DOCUMENT SECTION
>>>

4. Remember what impresses the normals
Normals like to see things. They believe in people they can trust—people with wideset eyes, full heads of hair, sincere smiles and good teeth. They like a little humour as well—so let them know that ‘Hey, we can have a little fun too!” They like a show as well, especially if they can be on the side of the lions.
5. Remember what doesn’t impress the normals
Anything boring, or anything difficult. It’s OK to say something is difficult, but never attempt to explain it if it’ll take more than one minute. Meanness and unfairness doesn’t impress the normals. Everybody is entitled to a say, no matter how stupid what they say is, as long as they don’t take too long about it. And above all, they hate whiners.
The Conclusion
Some of you will by now be wondering where all this is leading, what’s the message? So, here’s the message.
We can’t change them. We can only hope to cut back some of the more outrageous and harmful forms of behaviour they indulge in. Denis Dutton has known this for a very long time, having been brought up in Hollywood. But I actually thought that we would be able to educate the normals. I was wrong. So, let’s follow the Great Denis Dutton Principle which is, as far as I can make out, something like this: “Get at them, but have a little fun while you do it’.

<<<

Data excerpts:
>>>

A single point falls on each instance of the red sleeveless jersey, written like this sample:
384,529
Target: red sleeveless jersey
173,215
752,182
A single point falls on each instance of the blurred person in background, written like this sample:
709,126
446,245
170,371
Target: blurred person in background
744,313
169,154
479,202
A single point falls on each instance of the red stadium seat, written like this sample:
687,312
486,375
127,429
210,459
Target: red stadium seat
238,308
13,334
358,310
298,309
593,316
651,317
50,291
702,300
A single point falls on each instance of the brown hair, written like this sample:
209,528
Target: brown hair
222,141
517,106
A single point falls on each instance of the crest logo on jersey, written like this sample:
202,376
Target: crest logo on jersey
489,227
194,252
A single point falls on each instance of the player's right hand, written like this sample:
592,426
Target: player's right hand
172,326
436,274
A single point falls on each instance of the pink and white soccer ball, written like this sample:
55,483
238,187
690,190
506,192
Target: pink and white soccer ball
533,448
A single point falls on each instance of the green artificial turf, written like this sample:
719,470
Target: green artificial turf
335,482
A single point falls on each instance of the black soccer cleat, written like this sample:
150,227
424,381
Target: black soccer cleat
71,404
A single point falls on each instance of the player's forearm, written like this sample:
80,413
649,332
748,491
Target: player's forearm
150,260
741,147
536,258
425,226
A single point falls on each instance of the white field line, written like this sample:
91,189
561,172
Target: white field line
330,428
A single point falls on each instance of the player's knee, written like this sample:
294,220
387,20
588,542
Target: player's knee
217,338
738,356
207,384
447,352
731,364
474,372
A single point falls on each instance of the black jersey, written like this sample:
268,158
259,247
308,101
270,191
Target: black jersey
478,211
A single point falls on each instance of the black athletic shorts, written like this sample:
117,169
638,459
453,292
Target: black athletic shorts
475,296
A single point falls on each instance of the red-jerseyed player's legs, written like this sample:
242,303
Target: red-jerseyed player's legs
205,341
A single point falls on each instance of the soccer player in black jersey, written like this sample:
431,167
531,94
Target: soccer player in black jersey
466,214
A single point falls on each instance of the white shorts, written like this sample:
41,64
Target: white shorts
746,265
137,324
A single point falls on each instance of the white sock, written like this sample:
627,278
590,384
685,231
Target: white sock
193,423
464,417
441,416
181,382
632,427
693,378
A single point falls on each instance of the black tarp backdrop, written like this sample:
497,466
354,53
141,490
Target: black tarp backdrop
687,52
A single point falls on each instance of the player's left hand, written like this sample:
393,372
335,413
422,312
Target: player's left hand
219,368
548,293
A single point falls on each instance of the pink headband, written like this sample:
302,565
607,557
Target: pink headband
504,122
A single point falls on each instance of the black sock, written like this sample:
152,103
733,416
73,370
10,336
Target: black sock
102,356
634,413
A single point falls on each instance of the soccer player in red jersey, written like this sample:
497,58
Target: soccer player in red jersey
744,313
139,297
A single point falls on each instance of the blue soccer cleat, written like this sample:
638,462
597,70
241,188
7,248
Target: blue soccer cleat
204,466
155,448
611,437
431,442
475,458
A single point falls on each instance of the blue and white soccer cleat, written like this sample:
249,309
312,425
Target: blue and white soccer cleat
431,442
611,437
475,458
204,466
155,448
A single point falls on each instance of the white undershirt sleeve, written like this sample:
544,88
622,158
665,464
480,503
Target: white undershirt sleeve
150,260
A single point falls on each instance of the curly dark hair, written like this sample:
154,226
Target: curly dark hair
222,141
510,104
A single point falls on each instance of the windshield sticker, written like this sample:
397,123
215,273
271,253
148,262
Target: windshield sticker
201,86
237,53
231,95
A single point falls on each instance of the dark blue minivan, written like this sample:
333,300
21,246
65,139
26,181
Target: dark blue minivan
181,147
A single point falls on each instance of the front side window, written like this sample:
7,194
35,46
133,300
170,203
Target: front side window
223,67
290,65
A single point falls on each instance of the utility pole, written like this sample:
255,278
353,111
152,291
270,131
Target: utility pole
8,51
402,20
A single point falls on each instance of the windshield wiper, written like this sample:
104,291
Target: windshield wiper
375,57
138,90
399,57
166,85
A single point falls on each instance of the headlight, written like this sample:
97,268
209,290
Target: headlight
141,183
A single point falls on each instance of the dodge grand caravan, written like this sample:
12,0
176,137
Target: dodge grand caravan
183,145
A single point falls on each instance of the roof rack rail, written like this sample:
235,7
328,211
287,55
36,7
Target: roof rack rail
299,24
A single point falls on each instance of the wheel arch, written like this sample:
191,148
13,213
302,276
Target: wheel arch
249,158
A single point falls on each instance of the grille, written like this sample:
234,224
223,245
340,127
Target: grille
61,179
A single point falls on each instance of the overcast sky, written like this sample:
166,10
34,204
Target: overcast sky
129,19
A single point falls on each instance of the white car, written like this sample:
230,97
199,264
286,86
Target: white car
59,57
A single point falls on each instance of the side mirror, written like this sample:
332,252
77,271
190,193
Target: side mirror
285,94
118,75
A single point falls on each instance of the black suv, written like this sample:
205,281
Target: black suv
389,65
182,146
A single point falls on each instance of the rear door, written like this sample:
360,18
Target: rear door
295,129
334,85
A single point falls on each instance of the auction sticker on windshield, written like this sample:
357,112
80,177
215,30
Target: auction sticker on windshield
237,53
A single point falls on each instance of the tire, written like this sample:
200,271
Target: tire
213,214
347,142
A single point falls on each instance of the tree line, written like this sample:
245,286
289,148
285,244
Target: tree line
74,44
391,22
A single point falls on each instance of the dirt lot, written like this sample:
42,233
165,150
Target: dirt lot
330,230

<<<

ASSIGNED TASK 1
Do these statements agree with the text about impressing the normals? Answer yes or no for each, and quote the words that decide it. (a) Saying that something is difficult is acceptable. (b) The writer managed to educate the normals. (c) Meanness impresses the normals.
ASSIGNED TASK 2
In the text about impressing the normals, why has Denis Dutton long known that the normals can't be changed? Answer in one to three sentences.
ASSIGNED TASK 3
Please carry on the text about impressing the normals from its final sentence.

WRITTEN REPLY 1
(a) Yes: "It’s OK to say something is difficult"
(b) No: "I was wrong."
(c) No: "Meanness and unfairness doesn’t impress the normals."

WRITTEN REPLY 2
Denis Dutton has known this for a very long time because he was brought up in Hollywood.

WRITTEN REPLY 3
So, let’s not be too serious. And let’s not be too accommodating. Where some particularly egregious nonsense needs the boot, put it in. My own predilection is not to stop with the merely paranormal farrago. Think of all the other nonsense out there: Macroeconomics; the Breed a Better Baby bunch; the ‘Pesticides are all that ails us’ lobby; the whole ‘New Age’ sham; etc, ctc.—all ripe for a bit of skeptical rubbishing.
We will surely hear the age-old normal cry of “What harm were they doing?’ I admit that in the past I’ve tended to cringe a bit at this, backed off, and in my most serious voice intoned ‘It’s only the charlatans and crooks I’m after’.
Perhaps now we can straighten up and say: “They were doing no harm at all. It’s just that they are so silly I thought I’d have a bit of fun with them’.
Postscript
In his after-dinner speech at the conference, media commentator, Brian Priestly, chided us for being middle-class, and for laughing at unfortunates who after all are doing no harm and perhaps getting a little solace from the paranormal. He also posed the question of with what we intended to replace their present misplaced faith.
I personally intend to do nothing about being middle-class, and, as the above has made clear, will continue to ridicule silly, dangerous beliefs about the world. However, his challenge about what to replace the faith of the normals with is a serious one. This is my next project. I’ve always wanted to found a world religion.
References
Michael McClosky, Intuitive Physics, Scientific American, 1987 248: 589-592.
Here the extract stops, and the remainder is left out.